-------- Materiale mostrato

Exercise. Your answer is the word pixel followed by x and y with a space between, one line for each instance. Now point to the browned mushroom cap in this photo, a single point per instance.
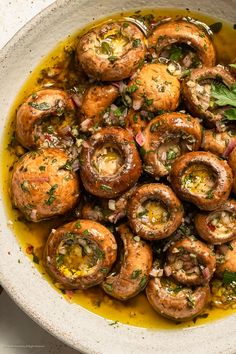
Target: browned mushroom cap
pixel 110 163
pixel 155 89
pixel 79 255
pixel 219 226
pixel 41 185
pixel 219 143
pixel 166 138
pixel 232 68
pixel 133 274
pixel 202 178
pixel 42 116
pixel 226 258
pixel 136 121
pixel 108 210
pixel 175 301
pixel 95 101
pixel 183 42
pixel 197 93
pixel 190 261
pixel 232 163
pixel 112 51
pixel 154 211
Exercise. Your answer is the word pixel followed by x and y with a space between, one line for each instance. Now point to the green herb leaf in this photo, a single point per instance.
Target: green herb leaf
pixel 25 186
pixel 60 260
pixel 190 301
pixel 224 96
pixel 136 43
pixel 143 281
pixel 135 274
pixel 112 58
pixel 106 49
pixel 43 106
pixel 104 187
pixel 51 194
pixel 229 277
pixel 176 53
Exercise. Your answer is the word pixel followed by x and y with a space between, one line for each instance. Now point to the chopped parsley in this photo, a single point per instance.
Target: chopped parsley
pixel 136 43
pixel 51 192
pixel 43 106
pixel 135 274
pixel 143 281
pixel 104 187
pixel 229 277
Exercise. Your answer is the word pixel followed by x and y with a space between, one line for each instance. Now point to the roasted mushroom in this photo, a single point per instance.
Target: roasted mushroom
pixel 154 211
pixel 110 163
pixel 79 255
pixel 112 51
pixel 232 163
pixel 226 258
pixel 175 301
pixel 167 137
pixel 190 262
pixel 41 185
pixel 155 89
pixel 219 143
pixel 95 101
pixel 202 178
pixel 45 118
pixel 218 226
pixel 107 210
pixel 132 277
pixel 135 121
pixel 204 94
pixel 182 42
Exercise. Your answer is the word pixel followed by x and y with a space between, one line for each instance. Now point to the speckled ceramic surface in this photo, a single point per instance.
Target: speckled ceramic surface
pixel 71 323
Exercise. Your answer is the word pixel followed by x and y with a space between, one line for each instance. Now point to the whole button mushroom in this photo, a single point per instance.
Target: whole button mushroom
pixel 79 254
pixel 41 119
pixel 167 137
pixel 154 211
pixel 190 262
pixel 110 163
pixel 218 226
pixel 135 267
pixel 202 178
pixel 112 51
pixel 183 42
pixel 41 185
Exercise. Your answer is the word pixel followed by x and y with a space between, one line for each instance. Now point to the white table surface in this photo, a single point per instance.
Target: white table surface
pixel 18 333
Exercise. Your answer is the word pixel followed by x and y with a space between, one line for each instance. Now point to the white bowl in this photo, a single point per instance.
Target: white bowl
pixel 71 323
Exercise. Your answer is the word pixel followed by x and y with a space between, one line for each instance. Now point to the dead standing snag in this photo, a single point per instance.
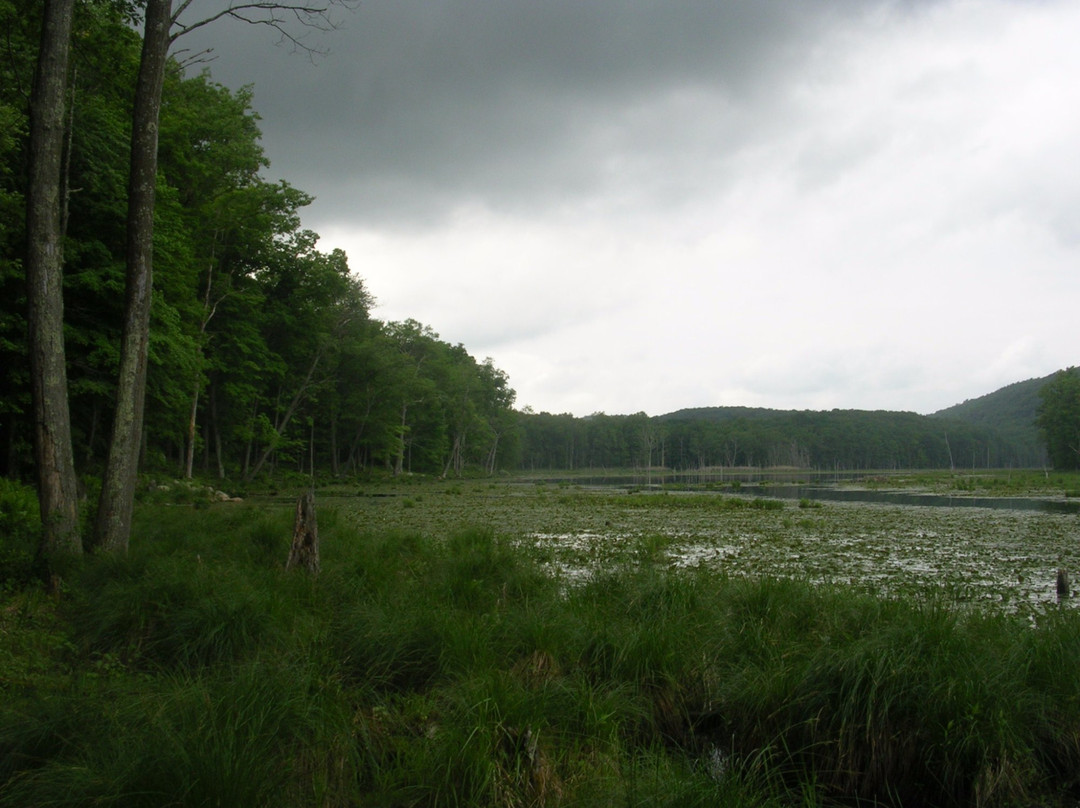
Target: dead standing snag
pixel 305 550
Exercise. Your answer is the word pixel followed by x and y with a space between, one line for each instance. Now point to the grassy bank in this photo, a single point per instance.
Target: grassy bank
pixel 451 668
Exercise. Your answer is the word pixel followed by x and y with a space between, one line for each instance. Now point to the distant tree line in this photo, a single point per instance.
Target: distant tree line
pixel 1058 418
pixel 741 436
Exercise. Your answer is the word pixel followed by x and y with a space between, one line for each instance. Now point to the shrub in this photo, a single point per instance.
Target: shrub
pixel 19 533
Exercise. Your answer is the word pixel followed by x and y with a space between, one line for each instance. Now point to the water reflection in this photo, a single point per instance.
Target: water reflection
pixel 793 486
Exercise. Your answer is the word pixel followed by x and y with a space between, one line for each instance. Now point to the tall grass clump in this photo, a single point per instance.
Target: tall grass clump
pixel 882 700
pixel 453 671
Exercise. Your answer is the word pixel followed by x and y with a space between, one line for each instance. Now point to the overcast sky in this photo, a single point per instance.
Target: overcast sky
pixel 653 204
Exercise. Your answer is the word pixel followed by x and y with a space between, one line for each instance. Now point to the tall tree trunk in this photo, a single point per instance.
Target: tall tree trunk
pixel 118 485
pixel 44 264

----------------
-------- Materiale mostrato

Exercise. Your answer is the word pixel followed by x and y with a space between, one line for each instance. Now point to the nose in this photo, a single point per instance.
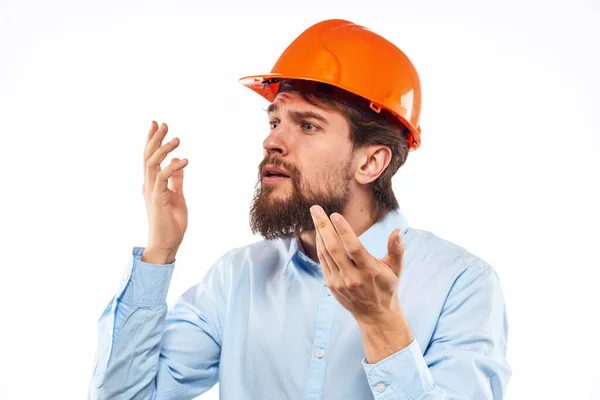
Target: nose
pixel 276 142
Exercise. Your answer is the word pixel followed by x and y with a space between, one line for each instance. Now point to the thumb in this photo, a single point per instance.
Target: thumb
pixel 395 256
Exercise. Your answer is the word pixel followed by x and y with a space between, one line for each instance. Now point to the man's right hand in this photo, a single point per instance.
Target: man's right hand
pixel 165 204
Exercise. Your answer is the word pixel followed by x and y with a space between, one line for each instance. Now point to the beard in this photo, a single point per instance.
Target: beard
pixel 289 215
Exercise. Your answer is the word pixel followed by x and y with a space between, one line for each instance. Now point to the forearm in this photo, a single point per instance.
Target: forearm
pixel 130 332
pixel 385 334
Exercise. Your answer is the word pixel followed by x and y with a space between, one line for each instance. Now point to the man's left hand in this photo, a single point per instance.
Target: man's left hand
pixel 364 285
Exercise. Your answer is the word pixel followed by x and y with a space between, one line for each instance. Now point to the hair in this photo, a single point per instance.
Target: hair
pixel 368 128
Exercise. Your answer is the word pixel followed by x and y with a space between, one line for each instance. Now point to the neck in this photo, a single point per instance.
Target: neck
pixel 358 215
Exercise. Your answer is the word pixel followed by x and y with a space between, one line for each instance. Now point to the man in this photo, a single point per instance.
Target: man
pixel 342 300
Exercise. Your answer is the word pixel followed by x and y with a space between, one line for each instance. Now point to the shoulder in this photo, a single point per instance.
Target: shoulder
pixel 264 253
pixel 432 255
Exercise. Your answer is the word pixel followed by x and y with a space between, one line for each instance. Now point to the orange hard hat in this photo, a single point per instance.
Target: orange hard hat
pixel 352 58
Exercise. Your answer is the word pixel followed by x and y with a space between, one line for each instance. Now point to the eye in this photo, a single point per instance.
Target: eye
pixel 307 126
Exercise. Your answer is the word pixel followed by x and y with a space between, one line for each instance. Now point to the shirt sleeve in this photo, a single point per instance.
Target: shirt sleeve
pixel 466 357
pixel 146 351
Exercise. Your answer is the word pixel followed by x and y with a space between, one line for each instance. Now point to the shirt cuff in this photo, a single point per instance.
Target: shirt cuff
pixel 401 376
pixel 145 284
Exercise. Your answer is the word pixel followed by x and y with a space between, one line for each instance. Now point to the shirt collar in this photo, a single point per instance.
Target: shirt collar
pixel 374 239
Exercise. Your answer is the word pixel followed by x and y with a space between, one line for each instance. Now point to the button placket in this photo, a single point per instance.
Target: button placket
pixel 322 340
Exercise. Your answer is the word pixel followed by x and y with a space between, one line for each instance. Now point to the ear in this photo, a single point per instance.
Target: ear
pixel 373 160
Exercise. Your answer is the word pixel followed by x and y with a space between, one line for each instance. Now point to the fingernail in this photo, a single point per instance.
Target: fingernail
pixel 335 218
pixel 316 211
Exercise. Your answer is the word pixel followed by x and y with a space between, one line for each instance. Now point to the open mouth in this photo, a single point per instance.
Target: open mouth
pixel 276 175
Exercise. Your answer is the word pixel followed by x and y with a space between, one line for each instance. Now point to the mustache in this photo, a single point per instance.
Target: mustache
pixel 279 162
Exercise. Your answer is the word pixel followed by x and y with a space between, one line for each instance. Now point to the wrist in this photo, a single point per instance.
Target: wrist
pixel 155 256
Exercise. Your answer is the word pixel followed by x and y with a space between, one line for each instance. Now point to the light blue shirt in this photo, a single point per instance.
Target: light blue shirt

----------------
-------- Materiale mostrato

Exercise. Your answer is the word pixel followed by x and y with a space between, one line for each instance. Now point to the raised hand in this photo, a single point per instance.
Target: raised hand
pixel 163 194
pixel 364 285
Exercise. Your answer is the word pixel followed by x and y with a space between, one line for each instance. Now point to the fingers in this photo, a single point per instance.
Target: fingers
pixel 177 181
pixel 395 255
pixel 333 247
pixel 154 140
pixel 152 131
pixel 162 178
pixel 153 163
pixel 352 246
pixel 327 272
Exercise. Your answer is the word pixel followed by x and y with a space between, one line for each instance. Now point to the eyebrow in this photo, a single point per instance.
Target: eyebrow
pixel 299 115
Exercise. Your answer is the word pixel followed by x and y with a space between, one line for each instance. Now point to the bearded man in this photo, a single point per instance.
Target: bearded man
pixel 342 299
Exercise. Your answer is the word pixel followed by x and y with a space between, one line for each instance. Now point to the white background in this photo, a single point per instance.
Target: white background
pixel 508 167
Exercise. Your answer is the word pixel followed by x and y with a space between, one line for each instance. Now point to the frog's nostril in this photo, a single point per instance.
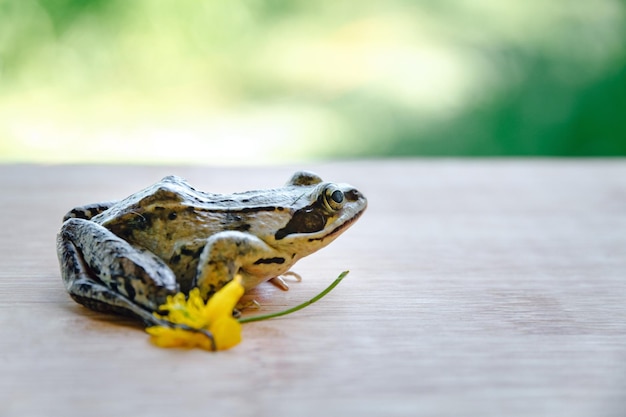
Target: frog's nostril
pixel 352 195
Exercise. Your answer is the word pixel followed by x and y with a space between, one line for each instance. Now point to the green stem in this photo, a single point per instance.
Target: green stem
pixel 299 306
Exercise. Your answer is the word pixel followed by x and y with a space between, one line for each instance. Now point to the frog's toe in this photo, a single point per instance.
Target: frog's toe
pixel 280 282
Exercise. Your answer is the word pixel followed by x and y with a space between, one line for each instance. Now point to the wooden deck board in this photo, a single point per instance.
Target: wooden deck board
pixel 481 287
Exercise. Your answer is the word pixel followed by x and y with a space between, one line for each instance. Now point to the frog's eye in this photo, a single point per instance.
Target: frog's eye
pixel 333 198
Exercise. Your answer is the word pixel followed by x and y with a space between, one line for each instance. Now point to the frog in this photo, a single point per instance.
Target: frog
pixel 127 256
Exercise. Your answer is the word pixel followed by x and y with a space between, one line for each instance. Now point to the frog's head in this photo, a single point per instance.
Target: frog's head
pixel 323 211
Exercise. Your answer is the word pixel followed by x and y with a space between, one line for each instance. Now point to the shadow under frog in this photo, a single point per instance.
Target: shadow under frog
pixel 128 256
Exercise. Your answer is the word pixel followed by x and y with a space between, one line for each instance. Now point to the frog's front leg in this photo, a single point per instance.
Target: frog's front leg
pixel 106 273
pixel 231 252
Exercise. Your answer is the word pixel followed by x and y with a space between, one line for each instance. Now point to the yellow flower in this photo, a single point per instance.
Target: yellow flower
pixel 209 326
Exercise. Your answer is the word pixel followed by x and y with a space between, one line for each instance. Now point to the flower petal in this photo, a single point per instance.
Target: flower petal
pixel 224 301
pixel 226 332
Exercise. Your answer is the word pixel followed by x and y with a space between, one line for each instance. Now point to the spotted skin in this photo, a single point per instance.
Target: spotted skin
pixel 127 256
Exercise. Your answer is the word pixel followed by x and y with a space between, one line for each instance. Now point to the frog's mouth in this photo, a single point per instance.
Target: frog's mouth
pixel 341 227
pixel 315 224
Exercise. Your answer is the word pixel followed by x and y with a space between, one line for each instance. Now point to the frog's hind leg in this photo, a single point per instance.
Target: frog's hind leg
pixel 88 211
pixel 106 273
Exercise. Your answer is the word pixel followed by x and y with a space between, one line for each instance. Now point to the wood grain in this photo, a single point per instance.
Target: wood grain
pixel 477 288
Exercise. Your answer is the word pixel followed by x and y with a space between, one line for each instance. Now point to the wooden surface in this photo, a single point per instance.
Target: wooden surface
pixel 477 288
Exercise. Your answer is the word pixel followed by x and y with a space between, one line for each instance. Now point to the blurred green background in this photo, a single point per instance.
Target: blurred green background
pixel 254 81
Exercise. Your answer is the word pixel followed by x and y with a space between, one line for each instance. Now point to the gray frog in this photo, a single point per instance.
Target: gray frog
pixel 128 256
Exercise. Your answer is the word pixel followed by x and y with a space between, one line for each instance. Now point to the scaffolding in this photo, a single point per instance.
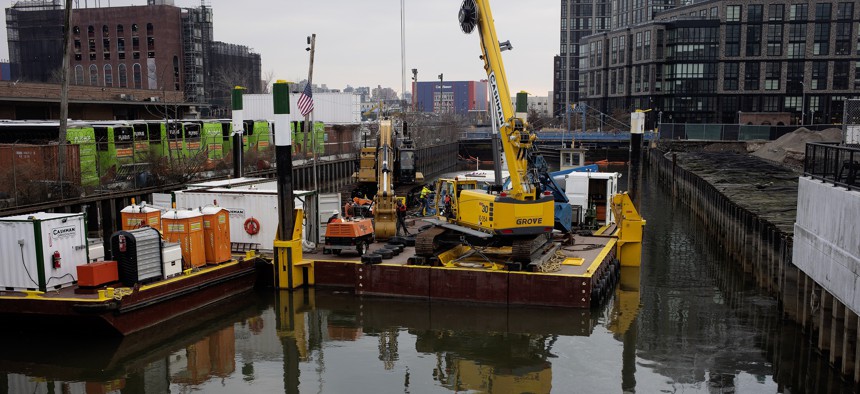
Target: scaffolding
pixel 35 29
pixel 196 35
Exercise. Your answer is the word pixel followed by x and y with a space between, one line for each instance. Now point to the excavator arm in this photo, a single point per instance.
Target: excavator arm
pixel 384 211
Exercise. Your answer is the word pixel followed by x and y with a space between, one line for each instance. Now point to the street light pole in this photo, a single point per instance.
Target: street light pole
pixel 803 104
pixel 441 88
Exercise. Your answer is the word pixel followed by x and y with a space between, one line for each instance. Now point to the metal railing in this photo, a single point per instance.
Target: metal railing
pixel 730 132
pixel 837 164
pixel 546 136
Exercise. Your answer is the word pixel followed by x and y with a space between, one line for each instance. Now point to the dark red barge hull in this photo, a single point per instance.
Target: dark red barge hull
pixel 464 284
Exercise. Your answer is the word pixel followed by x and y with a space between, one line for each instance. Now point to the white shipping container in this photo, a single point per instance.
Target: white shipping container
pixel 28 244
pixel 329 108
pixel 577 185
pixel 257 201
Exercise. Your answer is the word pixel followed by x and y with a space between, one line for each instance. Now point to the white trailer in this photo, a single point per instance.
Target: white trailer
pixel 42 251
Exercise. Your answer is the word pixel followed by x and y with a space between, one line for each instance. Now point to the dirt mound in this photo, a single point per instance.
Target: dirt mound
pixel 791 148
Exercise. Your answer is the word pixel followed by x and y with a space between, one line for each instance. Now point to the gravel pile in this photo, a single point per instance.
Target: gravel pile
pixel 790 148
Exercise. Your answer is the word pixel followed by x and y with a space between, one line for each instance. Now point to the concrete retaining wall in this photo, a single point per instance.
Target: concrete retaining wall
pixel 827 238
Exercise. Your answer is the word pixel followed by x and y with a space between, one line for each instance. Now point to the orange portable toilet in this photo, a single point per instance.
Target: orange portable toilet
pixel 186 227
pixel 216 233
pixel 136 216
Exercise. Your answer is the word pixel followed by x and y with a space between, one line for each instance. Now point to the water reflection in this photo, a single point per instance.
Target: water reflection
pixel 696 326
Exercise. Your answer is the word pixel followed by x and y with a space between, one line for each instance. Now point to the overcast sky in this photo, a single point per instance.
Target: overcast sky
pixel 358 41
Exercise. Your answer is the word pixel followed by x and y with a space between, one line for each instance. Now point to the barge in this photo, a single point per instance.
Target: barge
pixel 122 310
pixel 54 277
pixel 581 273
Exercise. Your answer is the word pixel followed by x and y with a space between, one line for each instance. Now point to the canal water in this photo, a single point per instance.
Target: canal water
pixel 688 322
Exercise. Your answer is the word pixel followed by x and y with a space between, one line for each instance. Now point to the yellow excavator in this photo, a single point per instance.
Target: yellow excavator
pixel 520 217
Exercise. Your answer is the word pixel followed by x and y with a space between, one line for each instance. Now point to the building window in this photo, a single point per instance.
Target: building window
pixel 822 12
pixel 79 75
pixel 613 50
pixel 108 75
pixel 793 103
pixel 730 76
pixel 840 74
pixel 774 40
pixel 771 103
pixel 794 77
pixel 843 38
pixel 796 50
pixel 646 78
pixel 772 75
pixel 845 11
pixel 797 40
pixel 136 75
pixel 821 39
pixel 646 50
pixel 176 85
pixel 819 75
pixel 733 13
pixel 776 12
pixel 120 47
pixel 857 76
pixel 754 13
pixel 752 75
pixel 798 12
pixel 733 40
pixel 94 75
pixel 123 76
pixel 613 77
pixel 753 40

----------------

◆ **Cosa fare**: Per favore, riscrivi per intero, richieste incluse, il tratto che va dalla riga che contiene "the yellow excavator" fino alla riga che contiene "pixel 520 217", entrambe comprese. Nelle risposte aumenta di 94 ogni coordinata.

◆ **Soluzione dell'esercizio**:
Exercise. Your answer is the word pixel followed by x and y with a space between, one line for each instance. Now point to the yellow excavator in this photo, a single point per instance.
Target: yellow excavator
pixel 614 311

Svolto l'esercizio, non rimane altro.